Task details
Please rewrite each line of the listing below, from the line with "on the asphalt" up to and including the line with "(1407, 711)", adding -76 to every number in the coordinates and leaving everything else unchanged.

Exercise materials
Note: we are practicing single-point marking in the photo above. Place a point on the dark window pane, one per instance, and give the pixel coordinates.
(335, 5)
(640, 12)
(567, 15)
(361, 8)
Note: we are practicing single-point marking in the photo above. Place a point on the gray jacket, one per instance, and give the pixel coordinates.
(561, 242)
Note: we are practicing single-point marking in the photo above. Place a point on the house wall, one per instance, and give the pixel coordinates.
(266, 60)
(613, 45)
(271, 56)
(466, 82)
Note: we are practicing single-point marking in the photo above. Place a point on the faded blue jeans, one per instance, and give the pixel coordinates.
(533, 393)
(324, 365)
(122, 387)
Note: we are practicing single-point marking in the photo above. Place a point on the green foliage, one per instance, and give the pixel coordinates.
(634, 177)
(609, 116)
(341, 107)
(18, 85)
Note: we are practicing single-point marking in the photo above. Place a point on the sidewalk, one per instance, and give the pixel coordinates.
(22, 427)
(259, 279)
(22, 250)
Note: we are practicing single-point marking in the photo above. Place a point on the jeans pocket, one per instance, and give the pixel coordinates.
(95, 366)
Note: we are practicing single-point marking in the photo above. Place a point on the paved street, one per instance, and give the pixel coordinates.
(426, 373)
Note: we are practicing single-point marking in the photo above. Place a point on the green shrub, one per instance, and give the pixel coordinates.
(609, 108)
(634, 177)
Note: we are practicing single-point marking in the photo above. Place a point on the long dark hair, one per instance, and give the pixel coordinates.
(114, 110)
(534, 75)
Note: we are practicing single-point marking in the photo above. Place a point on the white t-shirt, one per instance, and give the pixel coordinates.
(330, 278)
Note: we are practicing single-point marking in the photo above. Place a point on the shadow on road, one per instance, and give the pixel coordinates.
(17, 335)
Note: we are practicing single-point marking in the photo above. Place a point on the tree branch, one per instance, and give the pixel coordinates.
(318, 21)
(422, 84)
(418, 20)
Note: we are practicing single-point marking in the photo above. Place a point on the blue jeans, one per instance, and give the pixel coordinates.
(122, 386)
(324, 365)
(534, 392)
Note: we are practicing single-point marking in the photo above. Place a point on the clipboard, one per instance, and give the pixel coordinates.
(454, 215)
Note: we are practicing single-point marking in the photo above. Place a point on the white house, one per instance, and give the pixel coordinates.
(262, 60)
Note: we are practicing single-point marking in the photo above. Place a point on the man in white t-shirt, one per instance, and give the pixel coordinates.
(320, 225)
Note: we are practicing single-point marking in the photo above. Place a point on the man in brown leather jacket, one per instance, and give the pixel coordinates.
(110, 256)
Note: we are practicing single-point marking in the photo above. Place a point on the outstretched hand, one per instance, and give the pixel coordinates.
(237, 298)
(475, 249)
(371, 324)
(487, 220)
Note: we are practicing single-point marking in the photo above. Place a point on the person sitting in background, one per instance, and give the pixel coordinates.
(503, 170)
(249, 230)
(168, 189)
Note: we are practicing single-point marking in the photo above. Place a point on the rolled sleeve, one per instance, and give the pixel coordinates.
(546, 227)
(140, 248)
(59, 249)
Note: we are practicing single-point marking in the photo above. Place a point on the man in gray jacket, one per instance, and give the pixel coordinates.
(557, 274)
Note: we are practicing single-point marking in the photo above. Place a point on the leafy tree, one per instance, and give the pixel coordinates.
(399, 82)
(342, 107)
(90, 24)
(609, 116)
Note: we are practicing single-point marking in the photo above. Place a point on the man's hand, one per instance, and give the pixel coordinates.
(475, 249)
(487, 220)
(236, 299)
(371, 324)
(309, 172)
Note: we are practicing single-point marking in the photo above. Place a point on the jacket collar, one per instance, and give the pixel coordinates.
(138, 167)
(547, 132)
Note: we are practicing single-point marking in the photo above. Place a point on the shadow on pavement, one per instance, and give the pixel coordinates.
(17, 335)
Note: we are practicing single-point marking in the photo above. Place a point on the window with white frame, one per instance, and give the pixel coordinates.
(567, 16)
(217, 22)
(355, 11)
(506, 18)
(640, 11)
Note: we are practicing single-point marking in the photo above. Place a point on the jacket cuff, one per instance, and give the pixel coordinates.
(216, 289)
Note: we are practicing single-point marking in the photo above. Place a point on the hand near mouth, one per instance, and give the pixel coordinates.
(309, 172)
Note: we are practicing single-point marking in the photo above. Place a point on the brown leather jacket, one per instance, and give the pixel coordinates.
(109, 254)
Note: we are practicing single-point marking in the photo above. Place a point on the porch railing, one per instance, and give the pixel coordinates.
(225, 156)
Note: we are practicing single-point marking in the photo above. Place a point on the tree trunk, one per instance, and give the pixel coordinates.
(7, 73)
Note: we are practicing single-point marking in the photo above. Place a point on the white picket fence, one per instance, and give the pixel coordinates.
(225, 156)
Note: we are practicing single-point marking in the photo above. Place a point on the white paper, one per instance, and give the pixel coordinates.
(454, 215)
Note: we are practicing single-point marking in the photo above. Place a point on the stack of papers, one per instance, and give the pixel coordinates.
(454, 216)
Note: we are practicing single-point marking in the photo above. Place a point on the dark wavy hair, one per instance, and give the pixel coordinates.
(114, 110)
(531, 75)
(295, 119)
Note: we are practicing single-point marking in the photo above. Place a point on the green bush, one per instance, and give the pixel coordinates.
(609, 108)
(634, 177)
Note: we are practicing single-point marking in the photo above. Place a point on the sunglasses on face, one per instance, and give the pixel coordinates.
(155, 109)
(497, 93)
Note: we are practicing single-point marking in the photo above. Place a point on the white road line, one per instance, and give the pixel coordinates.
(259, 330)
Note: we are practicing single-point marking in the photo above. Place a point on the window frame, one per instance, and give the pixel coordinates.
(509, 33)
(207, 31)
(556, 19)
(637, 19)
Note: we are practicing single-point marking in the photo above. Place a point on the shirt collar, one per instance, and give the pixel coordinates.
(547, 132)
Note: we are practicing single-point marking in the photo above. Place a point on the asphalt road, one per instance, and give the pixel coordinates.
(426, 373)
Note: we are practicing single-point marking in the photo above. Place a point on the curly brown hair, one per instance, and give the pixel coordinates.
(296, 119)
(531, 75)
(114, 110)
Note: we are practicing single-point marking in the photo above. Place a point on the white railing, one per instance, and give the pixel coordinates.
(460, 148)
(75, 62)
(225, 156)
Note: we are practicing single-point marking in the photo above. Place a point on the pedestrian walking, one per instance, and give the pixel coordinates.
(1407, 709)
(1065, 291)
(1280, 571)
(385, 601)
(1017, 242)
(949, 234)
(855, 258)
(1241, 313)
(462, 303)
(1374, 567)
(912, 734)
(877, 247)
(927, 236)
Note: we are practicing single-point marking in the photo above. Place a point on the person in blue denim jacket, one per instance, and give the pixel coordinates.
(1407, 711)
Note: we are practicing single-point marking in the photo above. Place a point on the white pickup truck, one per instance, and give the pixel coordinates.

Written solution
Note: we are practicing single-point marking in the photo above. Place a point on the asphalt road, one per instance, and give the pixel coordinates.
(350, 297)
Note: we are practicing single-point marking in the photo above. Place a point on the curly brown hair, one per instance, and give the pixel coordinates.
(220, 43)
(455, -1)
(38, 34)
Note: we are practicing single-point marking in the photo above. Place a point on the white railing, one per instance, and give the pixel coordinates.
(384, 72)
(-1, -14)
(149, 80)
Note: we are practicing single-point marking in the photo above. Place a point on the pedestrian walking, one per instance, and give the pixel coordinates.
(1331, 633)
(989, 215)
(1204, 495)
(309, 525)
(941, 166)
(873, 158)
(779, 182)
(1165, 237)
(386, 227)
(1298, 491)
(836, 658)
(801, 171)
(851, 160)
Note: we are practicing single-point marking in the photo above. Place a point on the person in blue denim jacket, one per instance, and give the pixel coordinates.
(1331, 635)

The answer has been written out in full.